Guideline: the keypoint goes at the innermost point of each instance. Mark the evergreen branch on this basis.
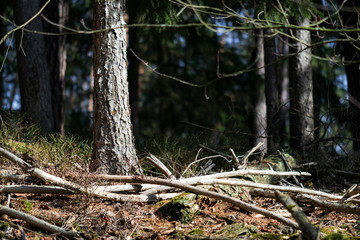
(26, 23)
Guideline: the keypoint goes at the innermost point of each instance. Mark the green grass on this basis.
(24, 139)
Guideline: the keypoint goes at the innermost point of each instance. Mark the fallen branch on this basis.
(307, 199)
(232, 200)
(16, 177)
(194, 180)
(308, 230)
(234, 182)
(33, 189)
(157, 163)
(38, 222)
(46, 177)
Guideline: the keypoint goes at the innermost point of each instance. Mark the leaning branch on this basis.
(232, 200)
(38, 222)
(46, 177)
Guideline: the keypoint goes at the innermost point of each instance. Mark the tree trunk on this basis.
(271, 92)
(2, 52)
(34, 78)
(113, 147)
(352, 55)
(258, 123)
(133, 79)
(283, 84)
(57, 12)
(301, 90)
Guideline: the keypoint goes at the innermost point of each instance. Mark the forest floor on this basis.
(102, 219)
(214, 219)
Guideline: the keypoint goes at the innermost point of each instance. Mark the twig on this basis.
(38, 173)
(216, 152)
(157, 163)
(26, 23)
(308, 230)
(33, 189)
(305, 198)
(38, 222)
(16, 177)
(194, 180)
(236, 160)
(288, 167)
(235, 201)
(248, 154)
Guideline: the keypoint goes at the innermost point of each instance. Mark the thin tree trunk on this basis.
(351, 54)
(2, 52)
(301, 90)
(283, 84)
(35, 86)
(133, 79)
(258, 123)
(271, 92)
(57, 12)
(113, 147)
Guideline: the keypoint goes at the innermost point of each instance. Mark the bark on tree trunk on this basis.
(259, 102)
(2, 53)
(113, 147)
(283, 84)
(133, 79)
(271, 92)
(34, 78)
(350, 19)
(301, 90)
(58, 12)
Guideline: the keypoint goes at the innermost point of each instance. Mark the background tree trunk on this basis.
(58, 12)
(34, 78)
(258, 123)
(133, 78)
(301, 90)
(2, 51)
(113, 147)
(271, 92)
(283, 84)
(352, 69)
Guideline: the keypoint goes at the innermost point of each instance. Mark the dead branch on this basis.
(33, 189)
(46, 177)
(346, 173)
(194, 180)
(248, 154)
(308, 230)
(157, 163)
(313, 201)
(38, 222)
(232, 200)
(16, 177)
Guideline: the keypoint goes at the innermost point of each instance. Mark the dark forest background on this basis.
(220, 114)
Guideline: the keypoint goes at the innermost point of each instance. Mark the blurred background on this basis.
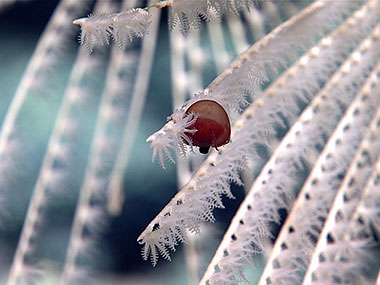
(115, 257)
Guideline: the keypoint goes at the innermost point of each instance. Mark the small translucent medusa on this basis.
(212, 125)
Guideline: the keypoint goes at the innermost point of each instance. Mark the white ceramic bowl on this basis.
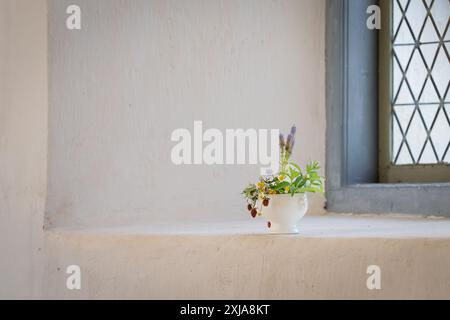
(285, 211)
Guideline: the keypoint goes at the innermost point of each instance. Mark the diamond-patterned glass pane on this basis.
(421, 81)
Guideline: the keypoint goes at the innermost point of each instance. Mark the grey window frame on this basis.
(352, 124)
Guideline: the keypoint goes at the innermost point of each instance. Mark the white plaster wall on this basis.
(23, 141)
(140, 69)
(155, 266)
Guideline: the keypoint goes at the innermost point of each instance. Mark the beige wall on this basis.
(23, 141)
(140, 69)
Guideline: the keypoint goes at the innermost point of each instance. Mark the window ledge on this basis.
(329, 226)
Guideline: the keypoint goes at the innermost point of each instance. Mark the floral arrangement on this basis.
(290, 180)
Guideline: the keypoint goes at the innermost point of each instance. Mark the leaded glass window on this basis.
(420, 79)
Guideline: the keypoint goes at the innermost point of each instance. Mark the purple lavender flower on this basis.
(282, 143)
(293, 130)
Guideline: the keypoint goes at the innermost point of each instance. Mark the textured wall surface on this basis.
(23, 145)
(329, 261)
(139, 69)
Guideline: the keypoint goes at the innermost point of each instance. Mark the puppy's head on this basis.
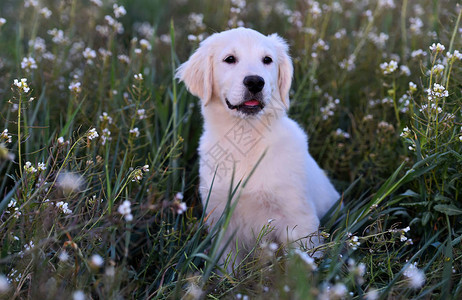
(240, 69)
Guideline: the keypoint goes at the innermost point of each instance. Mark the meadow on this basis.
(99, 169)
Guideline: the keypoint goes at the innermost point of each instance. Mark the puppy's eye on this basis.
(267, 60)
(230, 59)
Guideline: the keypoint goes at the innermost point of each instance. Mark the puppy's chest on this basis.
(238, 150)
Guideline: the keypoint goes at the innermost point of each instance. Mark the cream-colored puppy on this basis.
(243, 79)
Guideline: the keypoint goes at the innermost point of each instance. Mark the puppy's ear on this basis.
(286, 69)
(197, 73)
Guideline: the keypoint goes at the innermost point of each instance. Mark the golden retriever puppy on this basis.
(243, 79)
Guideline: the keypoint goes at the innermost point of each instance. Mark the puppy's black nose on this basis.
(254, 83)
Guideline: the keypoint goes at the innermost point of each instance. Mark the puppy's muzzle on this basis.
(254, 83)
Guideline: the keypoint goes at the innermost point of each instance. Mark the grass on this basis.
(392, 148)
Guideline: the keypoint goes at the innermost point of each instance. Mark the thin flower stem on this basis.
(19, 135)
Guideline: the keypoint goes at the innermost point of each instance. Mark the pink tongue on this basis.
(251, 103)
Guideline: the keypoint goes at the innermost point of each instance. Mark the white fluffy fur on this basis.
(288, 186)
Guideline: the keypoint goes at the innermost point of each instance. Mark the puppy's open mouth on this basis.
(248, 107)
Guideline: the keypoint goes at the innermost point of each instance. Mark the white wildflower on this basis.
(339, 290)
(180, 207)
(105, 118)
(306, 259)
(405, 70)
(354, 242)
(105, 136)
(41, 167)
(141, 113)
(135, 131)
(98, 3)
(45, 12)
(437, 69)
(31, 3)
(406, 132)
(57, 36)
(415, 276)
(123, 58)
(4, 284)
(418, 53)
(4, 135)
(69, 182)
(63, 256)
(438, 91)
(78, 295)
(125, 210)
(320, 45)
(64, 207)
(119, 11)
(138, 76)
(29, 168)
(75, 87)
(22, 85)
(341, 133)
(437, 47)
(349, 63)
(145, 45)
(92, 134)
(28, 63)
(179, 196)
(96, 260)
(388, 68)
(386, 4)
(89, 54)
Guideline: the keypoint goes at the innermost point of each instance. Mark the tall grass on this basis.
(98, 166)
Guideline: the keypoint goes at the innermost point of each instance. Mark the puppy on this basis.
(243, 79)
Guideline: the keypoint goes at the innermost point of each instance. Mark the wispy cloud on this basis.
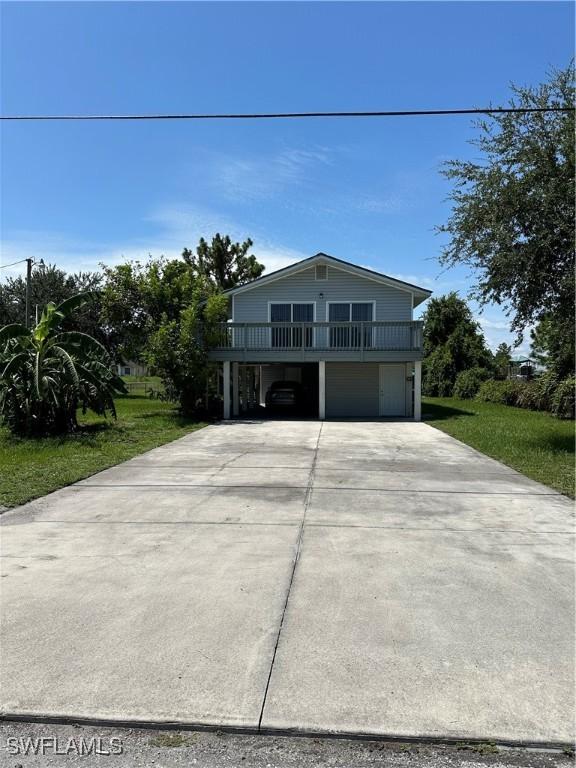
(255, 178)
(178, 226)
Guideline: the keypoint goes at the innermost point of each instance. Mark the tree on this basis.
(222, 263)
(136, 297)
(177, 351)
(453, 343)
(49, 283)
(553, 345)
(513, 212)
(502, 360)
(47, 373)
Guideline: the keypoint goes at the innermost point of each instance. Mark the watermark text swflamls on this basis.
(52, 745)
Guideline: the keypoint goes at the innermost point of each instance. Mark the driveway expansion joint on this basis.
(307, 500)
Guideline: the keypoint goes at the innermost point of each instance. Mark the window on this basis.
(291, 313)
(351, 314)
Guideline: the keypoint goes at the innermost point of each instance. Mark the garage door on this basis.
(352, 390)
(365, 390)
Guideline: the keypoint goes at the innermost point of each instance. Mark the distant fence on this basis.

**Your objective**
Starting at the line that holds "the puppy on this basis.", repeat every line through the end of the listing exactly as written, skipping any picture.

**In response**
Guideline: the keypoint goes at the innermost point of each instance. Mark the puppy on this basis.
(243, 79)
Guideline: the keypoint goes at the innermost point of each instance. Mark the wispy cloud on this basis.
(255, 178)
(178, 226)
Guideline: the keypoint goes at the innermost point of each instance. Mark the tree on this basis.
(222, 263)
(136, 297)
(177, 351)
(453, 343)
(49, 283)
(553, 345)
(513, 212)
(502, 360)
(47, 373)
Guideline: the keypoint goes at the innermost point of each instance. Mark the watermark text swflamls on this basis.
(52, 745)
Guideline: the keypoint goes at the innermost point of each instance. Mark the driveway expansion joint on this basis.
(307, 500)
Guideline: the keypoint goes at the innermost point of each instance. Mark the window on this basis.
(291, 313)
(351, 314)
Guideline: the keypoint goes at the innermost point of each instance. Mark the garage door on this basis.
(352, 390)
(365, 390)
Guideline: the keypoint goes at the innermost point of each instance. Mark the distant fence on this basis.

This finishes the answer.